Seçilmiş bölüm:
'''

27.06.2006

SİNEMADA AYNAYA NAZIR RUHHALLERİ

Aynaya Nazır Ruh Halleri

İnsan, kendini gösteren, kendi ile ilgilenen her şeye özel bir ilgi gösterir ve anlam yüklemeyi sever. Bu yüzden aynalar bize bizi gösteren önemli nesneler olarak hayatımızda yer edinir, anlam kazanır. Örneğin ayna, “uğursuz olandır”, kırmak yedi yıl uğursuzluk getirir. Ayna, “hayırlı olmayandır”, rüyada ayna görmek “kötü” şeyler olacağına alamettir. Pamuk Prenses masalında kötü kraliçedir ayna ile içli dışlı olan kişi. Narkissos, Ekho’nun aşkını reddeder, onu küçük düşürür ve bu yüzden, cezalandırma tanrıçası Nemesis tarafından, kendinden başka kimseyi sevmeme cezasına çarptırılır. Bu cezalandırmada kullanılan araç “su”, yani bir anlamda aynadır. Çünkü Narkissos sudaki (aynadaki) aksine aşık olur ve büyük acılar çeker.
Filmler de, insanların “aynalara anlam yükleme” zaafını sonuna kadar kendi menfaatlerine kullanır. Ben bu yazı içinde film içi anlam yaratma ve karakterlere bir derinlik katma işlevi gören aynalar ve bu filmlerde karakterlerin aynalar karşısında girdikleri ruh halleri üzerinde duracağım.
Filmlerde ayna, karakterin “deliliğine”, “kötülüğüne” veya bilinmeyen bir tarafının olduğuna alamettir, bir dünyaya geçiş için bir “kapı” görevi görür. Filmlerde ayna kullanımının eski örneklerinden biri olan “The Blood of a Poet”te aynanın “öteki” tarafına geçmeye çalışan karakter, başarılı olur ve aynanın “öteki” tarafına geçer. Aynanın açıldığı yer “Dramatik Delilikler Oteli”dir. Aynaların kullanıldığı diğer bir örnek olan “Taksi Şoförü”nde de “Blood of a Poet”teki kullanıma benzer bir anlam yaratılır. Bu filmde de aynı kadraja girmek delilik alametidir. Travis’i aynanın karşısında göründüğü ünlü sahnede silahlarını kuşanıp şiddet yüklü biri olarak dünyaya açılır.
Benzer bir “başka dünyaya açılan kapı” anlamı, günümüze çok yakın bir filmden “Matrix”ten de çıkarılabilir. Filmde bir ayna gibi kullanılan gözlükler oldukça anlamlıdır. Morpheus’un gözlüğüne Neo’nun yol ayrımları yansır. Haplardan birini seçmesi gerektiğini söylediğinde Morpheus’un gözlüğünün bir camına bir renk, diğerine diğer renk hap yansır. Böylece iki ayrı dünyanın varlığını daha bu noktada Morpheus’un gözlüğünden anlaşılabilir hale gelir. Filmde Morpheus’un gözlüğüne yansıyanlar takip edildiğinde, bu sahnelerde hep bir ayrımın sembolize edildiği görülür. Ayrıca film içinde ayna ile birebir de karşılaşırız. Neo’ nun “farklı bir dünyanın” varlığını keşfetmesi anı da aynanın form değiştirmesi ile başlar ve bir cıva gibi görünmeye başlayan ayna, dünyada aslında hiç fark etmediğimiz bir düzenin hüküm sürdüğünün ispatı olduğu gibi, Neo’ nun ne kadar değişeceğinin de haberini verir...

'''

Kısa alıştırma 1: Seçilmiş bölüme göre şu ifadelerin her biri için evet ya da hayır deyiniz ve kararınızı belirleyen sözcükleri bölümden aynen aktarınız: (a) Narkissos'u cezalandıran tanrıça Nemesis'tir. (b) "The Blood of a Poet"te aynanın öteki tarafına geçmeye çalışan karakter bunu başaramaz. (c) "Matrix"te Morpheus'un gözlüğünün iki camına aynı renk hap yansır.
Seçilmiş bölüm ile kayıtlar birbirinden farklı kaynaklara dayanmaktadır.

Sağlanan veriler:
'''

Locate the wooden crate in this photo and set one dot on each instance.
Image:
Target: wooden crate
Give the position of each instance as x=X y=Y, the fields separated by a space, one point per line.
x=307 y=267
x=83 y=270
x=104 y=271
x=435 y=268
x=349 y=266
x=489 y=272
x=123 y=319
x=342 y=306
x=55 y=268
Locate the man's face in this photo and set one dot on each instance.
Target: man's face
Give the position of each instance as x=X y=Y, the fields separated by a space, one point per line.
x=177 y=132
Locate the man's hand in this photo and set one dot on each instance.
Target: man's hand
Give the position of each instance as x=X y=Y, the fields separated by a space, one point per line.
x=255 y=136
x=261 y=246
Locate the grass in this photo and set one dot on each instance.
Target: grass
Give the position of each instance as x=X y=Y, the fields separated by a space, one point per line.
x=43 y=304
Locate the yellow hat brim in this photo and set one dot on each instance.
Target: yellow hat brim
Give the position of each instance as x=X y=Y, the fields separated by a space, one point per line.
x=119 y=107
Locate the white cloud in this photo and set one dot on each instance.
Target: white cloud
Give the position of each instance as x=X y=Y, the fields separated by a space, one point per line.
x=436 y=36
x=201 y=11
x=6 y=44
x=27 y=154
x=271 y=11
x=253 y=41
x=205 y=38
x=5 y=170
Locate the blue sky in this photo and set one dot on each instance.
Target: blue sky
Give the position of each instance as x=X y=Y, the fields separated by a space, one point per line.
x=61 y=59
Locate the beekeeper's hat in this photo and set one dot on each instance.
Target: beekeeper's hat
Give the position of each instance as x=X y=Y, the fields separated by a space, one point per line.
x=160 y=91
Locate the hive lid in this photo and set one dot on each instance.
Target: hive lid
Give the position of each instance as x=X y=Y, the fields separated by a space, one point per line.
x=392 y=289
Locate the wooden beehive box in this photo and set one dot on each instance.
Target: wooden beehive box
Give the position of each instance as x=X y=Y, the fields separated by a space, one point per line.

'''

Kısa alıştırma 2: Kayıtlarda "Target" dizesinin geçtiği bütün satırları toplayıp olduğu gibi yazınız.

Örnek cevap 1:
(a) Evet: "cezalandırma tanrıçası Nemesis tarafından"
(b) Hayır: "başarılı olur ve aynanın “öteki” tarafına geçer"
(c) Hayır: "bir camına bir renk, diğerine diğer renk hap yansır"

Örnek cevap 2:
Target: wooden crate
Target: man's face
Target: man's hand
Target: grass
Target: yellow hat brim
Target: white cloud
Target: blue sky
Target: beekeeper's hat
Target: hive lid
Target: wooden beehive box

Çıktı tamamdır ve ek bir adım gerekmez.